Goal of the exercise » Reproduce all the lines exactly as they stand, apart from the pictures.

Information supplied »
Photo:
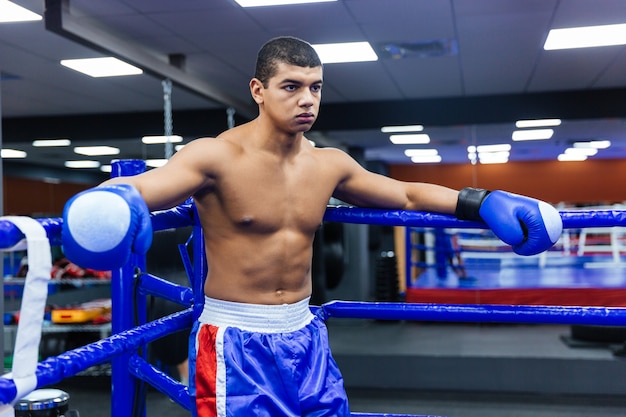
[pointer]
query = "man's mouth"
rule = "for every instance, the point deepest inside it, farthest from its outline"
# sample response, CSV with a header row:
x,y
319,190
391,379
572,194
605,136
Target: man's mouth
x,y
306,117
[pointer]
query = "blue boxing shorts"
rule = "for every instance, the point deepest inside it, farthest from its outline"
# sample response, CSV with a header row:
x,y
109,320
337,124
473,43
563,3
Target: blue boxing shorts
x,y
265,361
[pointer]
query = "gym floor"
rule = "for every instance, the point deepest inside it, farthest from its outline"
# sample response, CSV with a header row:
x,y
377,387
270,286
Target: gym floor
x,y
454,369
91,396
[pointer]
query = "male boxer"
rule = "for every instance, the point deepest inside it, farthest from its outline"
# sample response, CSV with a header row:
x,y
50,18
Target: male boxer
x,y
261,190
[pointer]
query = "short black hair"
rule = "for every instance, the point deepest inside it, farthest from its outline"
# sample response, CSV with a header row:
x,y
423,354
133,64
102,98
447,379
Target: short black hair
x,y
285,49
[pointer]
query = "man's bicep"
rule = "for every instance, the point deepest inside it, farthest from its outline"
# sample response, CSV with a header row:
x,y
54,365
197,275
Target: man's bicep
x,y
367,189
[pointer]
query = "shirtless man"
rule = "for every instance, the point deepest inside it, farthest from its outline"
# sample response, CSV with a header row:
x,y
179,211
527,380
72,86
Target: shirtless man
x,y
261,190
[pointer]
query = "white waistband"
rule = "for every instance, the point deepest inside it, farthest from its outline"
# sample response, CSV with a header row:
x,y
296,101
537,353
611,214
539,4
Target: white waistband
x,y
260,318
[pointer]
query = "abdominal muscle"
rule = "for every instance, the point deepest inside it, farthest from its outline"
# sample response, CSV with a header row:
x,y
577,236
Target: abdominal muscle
x,y
260,269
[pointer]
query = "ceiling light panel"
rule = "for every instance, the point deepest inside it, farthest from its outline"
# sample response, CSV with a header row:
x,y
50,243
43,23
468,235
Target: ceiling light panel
x,y
11,12
432,159
335,53
521,124
420,152
96,150
402,129
262,3
12,154
535,134
82,164
417,139
586,37
153,140
101,67
50,143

Complete answer »
Photo:
[pointer]
query = "man's mouth"
rule = "for every instance, the point deepest inside it, farthest from its outline"
# sample response, CSV with a header row:
x,y
319,190
391,379
572,194
605,136
Target: man's mouth
x,y
306,117
[pointer]
query = "blue boxing shorts"
rule = "for every instance, the point deepest inside it, farthest from its outline"
# sample response, CSV with a header row:
x,y
109,320
337,124
473,43
563,3
Target: blue boxing shorts
x,y
265,361
[pointer]
query = "gym floor"
rule = "for every instance, the point deepest inside it, farthest from its outline"
# sample response, CSV with a header row:
x,y
377,387
270,286
Target: gym floor
x,y
454,369
91,396
[pointer]
query = "male boxer"
rule = "for every instance, the point deepest inside it, farthest from its outline"
# sample response, CSV with a header row:
x,y
50,18
Target: male boxer
x,y
261,190
[pointer]
query = "short black hair"
rule = "for every instance, the point deepest inside it, farthest from its outline"
# sample response, CSV with a header row:
x,y
423,354
133,64
102,98
447,379
Target: short black hair
x,y
285,49
[pointer]
query = "man's bicep"
rule = "for every instance, the point deepest inside it, farthest from its outline"
# sample response, CSV with a header row:
x,y
54,365
197,275
Target: man's bicep
x,y
367,189
[pointer]
query = "shirtless man"
rule = "for every instance, the point deepest inside it, farthest from its outline"
# sample response, CSV with a header row:
x,y
179,211
527,380
72,86
Target: shirtless man
x,y
261,190
[pointer]
query = "white waistband"
rule = "for every instance, the point deepest inside it, farthest from its outline"
# sample response, CSV with a header row:
x,y
296,101
537,353
611,214
539,4
Target: white waistband
x,y
260,318
[pointer]
query = "abdominal muscle"
rule = "for every instance, the point deepest inside it, farthest from its outline"
# sample response, CSV with a header row:
x,y
577,236
Target: abdominal muscle
x,y
260,269
[pointer]
query = "ceiling light panel"
rule = "for every instance, the point deepest inside it, farthest from its outline"
# sample response, CSV with a header row:
x,y
50,243
43,23
468,235
Target: ceiling light panel
x,y
11,12
432,159
335,53
521,124
420,152
96,150
402,129
262,3
12,154
535,134
82,164
417,139
586,37
153,140
101,67
50,143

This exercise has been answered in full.